From the records below, keep only the lines that contain the string "small", matching its case exactly.

## start Dataset

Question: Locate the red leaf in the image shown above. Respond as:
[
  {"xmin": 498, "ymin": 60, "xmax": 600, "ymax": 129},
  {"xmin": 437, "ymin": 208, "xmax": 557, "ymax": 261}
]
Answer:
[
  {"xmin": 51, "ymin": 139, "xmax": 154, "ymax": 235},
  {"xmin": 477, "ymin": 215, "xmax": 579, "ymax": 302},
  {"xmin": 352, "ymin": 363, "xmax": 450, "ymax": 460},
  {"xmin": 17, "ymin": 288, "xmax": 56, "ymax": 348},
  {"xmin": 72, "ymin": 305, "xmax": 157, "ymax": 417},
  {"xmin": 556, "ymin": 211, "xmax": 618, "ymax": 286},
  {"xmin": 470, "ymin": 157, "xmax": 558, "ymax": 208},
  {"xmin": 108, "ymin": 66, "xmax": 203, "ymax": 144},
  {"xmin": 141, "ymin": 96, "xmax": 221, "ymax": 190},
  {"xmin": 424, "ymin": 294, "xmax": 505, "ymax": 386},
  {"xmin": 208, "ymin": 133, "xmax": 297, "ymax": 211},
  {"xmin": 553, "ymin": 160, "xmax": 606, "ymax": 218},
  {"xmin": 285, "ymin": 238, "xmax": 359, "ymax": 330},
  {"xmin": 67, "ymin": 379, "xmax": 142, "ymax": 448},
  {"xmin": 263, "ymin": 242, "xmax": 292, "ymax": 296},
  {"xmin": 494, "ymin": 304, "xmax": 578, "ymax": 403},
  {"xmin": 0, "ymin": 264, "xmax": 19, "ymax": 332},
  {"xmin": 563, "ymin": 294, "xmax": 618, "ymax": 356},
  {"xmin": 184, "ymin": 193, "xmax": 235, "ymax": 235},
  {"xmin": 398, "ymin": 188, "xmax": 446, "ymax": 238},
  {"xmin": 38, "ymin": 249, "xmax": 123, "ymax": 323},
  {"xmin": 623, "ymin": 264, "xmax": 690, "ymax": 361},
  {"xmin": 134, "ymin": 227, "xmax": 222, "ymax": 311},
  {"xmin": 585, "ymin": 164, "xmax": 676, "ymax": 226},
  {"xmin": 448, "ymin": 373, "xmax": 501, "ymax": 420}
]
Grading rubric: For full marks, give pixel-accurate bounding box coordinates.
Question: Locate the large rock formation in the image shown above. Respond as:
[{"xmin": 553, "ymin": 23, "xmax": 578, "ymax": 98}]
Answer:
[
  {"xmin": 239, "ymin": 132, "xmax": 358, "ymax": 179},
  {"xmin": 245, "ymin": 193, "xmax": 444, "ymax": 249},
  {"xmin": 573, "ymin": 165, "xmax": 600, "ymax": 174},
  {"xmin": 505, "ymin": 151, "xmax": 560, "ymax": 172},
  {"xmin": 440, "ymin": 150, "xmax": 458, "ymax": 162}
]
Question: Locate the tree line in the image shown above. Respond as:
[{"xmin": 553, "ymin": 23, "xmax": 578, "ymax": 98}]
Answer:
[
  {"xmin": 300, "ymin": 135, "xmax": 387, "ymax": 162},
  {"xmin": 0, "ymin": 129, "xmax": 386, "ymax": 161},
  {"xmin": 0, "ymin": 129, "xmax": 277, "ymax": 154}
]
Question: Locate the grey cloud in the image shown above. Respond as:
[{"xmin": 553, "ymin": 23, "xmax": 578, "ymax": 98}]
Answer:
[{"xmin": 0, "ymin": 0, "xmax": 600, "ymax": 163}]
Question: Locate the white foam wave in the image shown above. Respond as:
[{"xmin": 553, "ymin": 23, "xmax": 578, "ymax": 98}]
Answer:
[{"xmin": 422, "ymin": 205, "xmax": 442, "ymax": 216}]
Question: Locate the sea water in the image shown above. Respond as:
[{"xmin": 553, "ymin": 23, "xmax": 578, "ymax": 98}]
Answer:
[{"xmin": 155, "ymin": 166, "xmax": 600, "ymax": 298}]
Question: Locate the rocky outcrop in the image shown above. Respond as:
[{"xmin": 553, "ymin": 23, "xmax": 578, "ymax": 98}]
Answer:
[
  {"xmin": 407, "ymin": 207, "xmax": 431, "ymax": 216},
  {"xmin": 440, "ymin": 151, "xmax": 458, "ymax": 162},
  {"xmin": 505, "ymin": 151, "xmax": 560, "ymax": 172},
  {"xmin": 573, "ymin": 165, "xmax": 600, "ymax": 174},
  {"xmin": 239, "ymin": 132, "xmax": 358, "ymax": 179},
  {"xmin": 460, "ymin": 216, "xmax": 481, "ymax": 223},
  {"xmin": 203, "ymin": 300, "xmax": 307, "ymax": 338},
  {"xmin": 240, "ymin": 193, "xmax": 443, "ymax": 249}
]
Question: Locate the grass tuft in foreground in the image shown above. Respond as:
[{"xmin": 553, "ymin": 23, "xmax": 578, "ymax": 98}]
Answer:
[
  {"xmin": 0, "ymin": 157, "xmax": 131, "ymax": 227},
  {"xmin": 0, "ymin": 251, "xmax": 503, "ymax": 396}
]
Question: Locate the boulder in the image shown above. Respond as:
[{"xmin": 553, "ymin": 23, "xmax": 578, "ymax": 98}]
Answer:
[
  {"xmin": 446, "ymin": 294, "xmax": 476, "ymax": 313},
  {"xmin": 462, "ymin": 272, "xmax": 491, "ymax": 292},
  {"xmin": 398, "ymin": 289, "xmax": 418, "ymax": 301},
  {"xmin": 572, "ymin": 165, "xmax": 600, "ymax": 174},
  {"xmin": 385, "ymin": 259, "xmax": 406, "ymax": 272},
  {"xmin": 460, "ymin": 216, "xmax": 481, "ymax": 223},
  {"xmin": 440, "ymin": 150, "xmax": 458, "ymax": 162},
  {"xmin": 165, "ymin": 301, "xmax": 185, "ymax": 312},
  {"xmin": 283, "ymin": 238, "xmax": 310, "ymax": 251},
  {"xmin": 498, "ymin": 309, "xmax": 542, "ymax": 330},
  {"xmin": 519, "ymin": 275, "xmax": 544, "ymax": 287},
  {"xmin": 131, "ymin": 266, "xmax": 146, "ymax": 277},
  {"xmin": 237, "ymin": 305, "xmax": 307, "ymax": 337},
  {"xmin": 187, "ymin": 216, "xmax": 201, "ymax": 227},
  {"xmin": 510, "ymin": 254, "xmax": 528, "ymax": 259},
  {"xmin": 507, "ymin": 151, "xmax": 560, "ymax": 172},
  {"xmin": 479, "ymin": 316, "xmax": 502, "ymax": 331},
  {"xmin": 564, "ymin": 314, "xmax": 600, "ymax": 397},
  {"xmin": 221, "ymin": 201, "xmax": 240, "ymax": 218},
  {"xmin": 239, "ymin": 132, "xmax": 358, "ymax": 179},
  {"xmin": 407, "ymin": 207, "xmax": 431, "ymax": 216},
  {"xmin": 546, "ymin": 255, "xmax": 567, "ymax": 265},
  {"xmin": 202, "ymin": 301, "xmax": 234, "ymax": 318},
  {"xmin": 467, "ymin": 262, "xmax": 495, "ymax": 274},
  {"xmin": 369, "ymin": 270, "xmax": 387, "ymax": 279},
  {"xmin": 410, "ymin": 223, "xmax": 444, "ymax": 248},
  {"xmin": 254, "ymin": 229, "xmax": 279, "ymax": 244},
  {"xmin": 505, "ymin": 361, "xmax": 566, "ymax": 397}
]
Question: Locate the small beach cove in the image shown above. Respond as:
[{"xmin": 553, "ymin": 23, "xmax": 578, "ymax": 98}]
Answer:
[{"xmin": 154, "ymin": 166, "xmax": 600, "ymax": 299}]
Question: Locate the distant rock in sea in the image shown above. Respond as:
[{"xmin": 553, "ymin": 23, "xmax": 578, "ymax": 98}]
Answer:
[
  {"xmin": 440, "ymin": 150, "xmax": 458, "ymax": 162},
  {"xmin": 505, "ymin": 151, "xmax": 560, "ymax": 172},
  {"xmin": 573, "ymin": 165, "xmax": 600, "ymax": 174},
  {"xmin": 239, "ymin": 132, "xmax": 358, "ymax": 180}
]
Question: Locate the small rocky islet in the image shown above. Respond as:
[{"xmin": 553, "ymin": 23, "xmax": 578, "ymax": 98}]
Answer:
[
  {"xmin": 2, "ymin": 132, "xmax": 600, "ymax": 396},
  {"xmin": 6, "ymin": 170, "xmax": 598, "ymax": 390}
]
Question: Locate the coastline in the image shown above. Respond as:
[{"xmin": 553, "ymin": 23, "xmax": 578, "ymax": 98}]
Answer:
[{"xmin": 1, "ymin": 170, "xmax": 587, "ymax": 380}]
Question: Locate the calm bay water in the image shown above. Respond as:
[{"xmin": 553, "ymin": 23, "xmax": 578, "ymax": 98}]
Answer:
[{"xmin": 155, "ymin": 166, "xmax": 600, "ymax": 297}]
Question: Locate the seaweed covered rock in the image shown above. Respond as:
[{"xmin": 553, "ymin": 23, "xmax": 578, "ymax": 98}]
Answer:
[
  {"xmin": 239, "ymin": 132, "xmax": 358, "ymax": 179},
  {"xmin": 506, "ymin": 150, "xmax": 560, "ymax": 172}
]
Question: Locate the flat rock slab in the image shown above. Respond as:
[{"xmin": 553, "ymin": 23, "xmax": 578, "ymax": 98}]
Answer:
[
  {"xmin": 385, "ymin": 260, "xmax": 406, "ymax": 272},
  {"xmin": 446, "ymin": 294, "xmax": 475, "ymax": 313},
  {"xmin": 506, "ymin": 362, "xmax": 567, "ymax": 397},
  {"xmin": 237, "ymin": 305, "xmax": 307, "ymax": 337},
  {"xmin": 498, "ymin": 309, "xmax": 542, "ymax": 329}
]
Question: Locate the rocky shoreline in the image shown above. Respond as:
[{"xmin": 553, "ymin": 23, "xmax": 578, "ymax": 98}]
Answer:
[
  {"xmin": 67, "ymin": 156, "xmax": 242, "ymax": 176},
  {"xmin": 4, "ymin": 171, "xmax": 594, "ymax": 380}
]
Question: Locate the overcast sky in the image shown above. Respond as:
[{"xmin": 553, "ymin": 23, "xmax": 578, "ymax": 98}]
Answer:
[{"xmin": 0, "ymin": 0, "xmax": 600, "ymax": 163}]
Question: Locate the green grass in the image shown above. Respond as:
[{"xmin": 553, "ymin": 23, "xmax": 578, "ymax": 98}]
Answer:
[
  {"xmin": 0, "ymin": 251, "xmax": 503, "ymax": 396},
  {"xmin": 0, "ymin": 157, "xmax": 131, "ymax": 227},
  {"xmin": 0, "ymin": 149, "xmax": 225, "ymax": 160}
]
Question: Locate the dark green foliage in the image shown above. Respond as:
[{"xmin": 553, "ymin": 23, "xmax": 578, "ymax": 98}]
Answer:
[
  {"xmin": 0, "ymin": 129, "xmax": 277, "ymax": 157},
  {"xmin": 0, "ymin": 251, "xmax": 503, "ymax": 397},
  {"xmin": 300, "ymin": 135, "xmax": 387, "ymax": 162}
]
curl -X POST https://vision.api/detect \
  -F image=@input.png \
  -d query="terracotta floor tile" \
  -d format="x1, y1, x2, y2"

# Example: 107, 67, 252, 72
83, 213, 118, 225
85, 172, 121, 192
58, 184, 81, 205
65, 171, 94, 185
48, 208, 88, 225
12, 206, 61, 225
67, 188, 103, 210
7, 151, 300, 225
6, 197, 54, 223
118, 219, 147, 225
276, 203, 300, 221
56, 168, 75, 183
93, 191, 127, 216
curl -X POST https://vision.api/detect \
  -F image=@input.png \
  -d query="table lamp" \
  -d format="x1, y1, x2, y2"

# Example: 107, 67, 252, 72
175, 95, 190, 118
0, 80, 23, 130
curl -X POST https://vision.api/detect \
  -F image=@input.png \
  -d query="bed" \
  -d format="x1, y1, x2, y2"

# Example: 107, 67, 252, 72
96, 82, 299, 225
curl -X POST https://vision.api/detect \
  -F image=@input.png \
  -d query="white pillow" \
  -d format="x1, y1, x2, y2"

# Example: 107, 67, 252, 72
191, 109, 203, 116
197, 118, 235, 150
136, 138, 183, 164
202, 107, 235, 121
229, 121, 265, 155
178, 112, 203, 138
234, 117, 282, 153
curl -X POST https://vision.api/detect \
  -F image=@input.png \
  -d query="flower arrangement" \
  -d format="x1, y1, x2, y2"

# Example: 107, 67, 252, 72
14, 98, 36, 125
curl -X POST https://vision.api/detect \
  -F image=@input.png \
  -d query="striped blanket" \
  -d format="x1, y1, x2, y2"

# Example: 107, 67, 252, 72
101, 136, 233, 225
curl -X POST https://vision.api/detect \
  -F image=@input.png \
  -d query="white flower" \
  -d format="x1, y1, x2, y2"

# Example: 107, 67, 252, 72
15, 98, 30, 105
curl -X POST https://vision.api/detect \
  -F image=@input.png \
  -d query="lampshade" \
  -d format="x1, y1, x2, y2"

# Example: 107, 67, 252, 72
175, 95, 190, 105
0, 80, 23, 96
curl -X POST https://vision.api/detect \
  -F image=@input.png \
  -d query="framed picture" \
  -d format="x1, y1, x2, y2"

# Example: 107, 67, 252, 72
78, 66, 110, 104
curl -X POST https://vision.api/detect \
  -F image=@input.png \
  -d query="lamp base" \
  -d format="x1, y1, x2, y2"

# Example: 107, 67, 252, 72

## end Dataset

Written reply
Question: Locate the small beach cove in the image shown above. Respond as:
Question: Locate the small rocky islet in the image shown above. Respond as:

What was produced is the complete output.